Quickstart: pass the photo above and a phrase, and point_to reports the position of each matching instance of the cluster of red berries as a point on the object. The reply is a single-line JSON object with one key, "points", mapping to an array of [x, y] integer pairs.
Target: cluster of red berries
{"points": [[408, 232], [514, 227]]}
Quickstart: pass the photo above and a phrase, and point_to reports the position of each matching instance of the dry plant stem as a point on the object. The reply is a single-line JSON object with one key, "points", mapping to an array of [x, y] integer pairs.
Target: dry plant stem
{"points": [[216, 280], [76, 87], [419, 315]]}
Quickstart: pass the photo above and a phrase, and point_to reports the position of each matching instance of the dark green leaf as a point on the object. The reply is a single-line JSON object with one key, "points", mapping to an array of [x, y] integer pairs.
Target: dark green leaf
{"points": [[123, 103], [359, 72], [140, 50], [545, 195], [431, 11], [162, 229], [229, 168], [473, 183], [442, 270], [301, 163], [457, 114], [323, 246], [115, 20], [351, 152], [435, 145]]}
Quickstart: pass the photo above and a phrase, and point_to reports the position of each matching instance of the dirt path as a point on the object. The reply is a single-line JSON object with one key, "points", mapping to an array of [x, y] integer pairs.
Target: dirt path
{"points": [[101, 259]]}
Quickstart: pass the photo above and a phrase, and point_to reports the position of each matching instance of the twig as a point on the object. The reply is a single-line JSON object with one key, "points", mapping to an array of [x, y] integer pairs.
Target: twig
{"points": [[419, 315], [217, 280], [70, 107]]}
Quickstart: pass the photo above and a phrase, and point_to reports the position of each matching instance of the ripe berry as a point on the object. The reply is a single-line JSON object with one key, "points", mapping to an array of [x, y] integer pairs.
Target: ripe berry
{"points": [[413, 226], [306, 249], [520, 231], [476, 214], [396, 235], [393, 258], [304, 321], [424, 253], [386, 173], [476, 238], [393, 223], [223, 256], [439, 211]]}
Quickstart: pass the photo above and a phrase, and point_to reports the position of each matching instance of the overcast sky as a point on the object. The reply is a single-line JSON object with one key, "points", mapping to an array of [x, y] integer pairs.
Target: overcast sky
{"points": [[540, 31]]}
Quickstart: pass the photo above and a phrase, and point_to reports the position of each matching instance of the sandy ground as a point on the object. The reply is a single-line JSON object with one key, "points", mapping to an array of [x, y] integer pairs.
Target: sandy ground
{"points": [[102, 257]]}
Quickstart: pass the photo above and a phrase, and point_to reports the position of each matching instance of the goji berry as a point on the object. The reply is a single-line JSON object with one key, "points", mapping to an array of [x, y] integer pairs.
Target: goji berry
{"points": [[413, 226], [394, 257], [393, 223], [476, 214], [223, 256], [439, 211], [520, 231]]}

What the task requires.
Copy out every line of the listing above verbatim, from first to last.

Response to this exercise.
Quickstart: pass the photo above and a phrase, and point_to reports the position of each matching instance of the cluster of red berries as a point on the object. The reply is a single-line JSON object with one key, "points", mapping to an array of [x, y] integer pairs.
Target: cluster of red berries
{"points": [[408, 232], [514, 227]]}
Quickstart: pass the photo above and a phrase, and point_to reports the position of each matching instance of the dry plant stem as a point on the object. The reply is a single-line JSON object with one key, "points", mapping to an array of [x, y] integer pairs.
Target: dry plant stem
{"points": [[216, 280], [76, 87], [419, 315]]}
Quickstart: pass the photo above and a phrase, and point_to reports the position of each matching instance of the dark green leaf as a point on the object. The reply is a single-line JSON object with one key, "points", mapping to an array of [x, y] integer pairs.
Target: dark green leaf
{"points": [[123, 103], [359, 72], [140, 50], [545, 195], [431, 11], [162, 229], [229, 168], [473, 183], [442, 270], [301, 163], [457, 114], [323, 246], [115, 20], [351, 152], [435, 145]]}
Quickstart: pass the photo above and a phrase, and point_to reports the position of each matching instance of the dirt path as a point on the object. The reply is a single-line JSON object with one key, "points", mapping to an array of [x, y] integer pairs.
Target: dirt path
{"points": [[101, 259]]}
Quickstart: pass the photo above and a phrase, and point_to reports the position of each matching instance of the twig as a point on the object. The reply is a single-line JSON object with one key, "points", mapping to an array of [x, y] integer pairs.
Target: twig
{"points": [[419, 315], [217, 280], [70, 107]]}
Quickstart: pass the photo above and a phrase, and point_to reports the position of each matching instance of the ripe berry as a point on the object. The reply is a single-line JSON object with one key, "points", mapping to an array of [x, y] integer pairs.
Target: ripe berry
{"points": [[413, 226], [306, 249], [520, 231], [476, 214], [396, 235], [393, 258], [304, 321], [424, 253], [386, 173], [476, 238], [393, 223], [223, 256], [439, 211]]}
Quickstart: pass the photo above and a phrase, and point_to reports the position of each matching instance of the overcast sky as a point on the object. The reply is a single-line JSON object with one key, "points", mapping to an array of [x, y] integer pairs.
Target: overcast sky
{"points": [[540, 31]]}
Quickstart: pass the photo above and a phrase, and point_to reports the position of each matching instance of the sandy ground as a point on the object. The reply is a single-line JSON object with one key, "points", mapping to an array of [x, y] integer pairs.
Target: sandy ground
{"points": [[102, 257]]}
Quickstart: pass the photo above and a phrase, and point_to reports the position of each matching instance of the goji berry as a point on the object. The reply is a single-line JSON object with one key, "points", mapping to an array of [x, y] integer pairs.
Target: goji berry
{"points": [[413, 226], [394, 257], [393, 223], [476, 214], [223, 256], [439, 211], [520, 231]]}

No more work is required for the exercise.